***** SOURCE EXTRACT

8. A hockey match is played from 3pm to 5pm. A man arrives late for the match what is the prob. that he misses the only goal of the match which is scored at the ${{20}_{th}}$ minute of the match?

Ans.

Total time = ${\text{3pm  -  5pm  =  2hr  =  120min}}$

He can see the goal only if he arrives within initial 20 minutes.

P(he see the goal) = $\dfrac{{20}}{{120}} = \dfrac{1}{6}$

P(not see the goal) = $1 - \dfrac{1}{6} = \dfrac{5}{6}$

9. In a single throw of two dice, find that prob. that neither a doublet nor a total of 10 will appear.

Ans.

Let the sample space be ‘${\text{S}}$’ and ${\text{E1}}$ be event of getting doublet and E2 be the event of getting a total of 10.

**********
***** EXCERPTED DATA

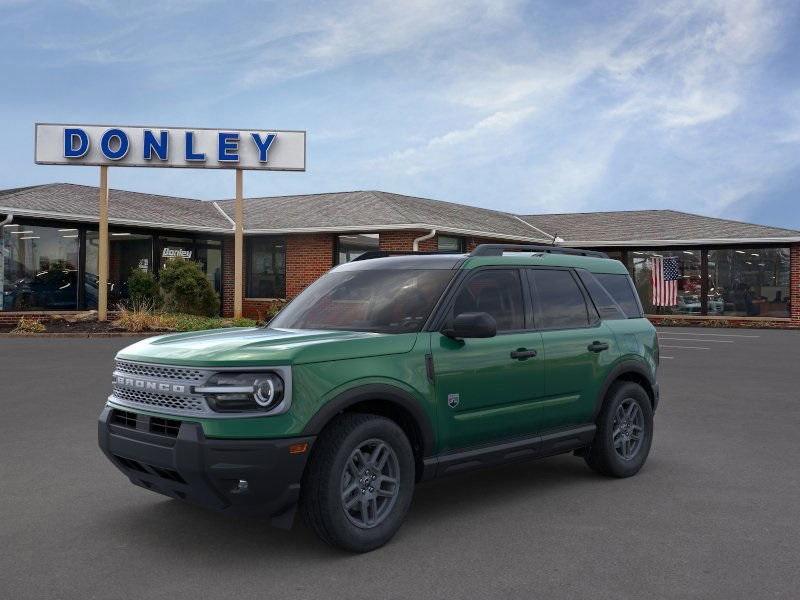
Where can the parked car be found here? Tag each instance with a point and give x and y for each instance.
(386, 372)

**********
***** EXCERPTED DATA

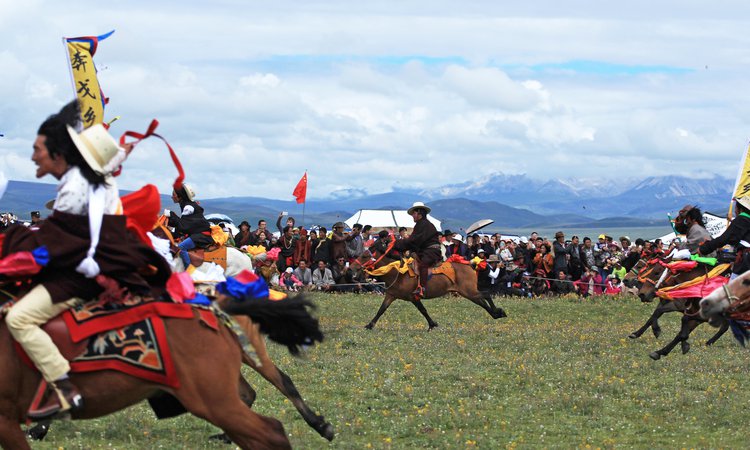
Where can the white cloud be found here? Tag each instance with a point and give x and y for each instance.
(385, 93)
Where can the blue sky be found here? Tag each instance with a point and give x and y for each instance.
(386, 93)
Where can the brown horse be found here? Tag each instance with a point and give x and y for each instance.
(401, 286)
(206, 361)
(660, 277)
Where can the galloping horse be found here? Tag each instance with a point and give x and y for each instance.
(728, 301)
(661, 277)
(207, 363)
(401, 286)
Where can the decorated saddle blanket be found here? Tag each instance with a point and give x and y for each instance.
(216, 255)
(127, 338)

**********
***** EXCERPTED DATA

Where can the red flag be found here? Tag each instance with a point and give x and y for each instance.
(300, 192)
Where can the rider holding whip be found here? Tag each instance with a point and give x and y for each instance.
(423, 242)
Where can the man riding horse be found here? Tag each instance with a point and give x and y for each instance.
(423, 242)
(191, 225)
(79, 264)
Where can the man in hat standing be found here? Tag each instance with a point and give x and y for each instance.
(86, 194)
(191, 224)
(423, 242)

**********

● **TASK 1**: Print the passage of the probability solutions starting at "P(not see the" and ending at "10 will appear.".
● **TASK 2**: Translate this sentence from the probability solutions into Spanish: "He can see the goal only if he arrives within initial 20 minutes."
● **TASK 3**: Write the next part of the worked probability solutions, picking up after their final sentence.

● **EXERCISE RESULT 1**:
P(not see the goal) = $1 - \dfrac{1}{6} = \dfrac{5}{6}$

9. In a single throw of two dice, find that prob. that neither a doublet nor a total of 10 will appear.

● **EXERCISE RESULT 2**: Solo puede ver el gol si llega dentro de los primeros 20 minutos.

● **EXERCISE RESULT 3**:
${\text{E1  =  \{ (1,1),(2,2),(3,3),(4,4),(5,5),(6,6)\} }}$ 

${\text{E2  =  \{ (4,6),(5,5),(6,4)\} }}$ 

${\text{n(S)  =  36}}$ 

${\text{P(E1)  = }}\dfrac{{\text{6}}}{{{\text{36}}}}{\text{ = }}\dfrac{{\text{1}}}{{\text{6}}}$ 

${\text{P(E2)  = }}\dfrac{{\text{3}}}{{{\text{36}}}}{\text{ = }}\dfrac{{\text{1}}}{{{\text{12}}}}$ 

${\text{P(E1}} \cap {\text{E2)  =  1}}$ 

${\text{P(E1}} \cup {\text{E2)  =  }}\dfrac{{\text{2}}}{{\text{9}}}$ 

${\text{P(E1'}} \cap {\text{E2')  =  P(E}} \cup {\text{E2)'}}$ 

${\text{ =  1  -  P(E1}} \cup {\text{E2)}}$ 

${\text{ = 1 - }}\dfrac{{\text{2}}}{{\text{9}}}{\text{ = }}\dfrac{{\text{7}}}{{\text{9}}}$  

10. The prob that a person will get an electrification contract is $\dfrac{2}{5}$ and the prob. that he will not get a plumbing contract is $\dfrac{4}{7}$. If the prob. of getting at least one contract is$\dfrac{2}{3}$,  what is the prob. that he will get both?

Ans.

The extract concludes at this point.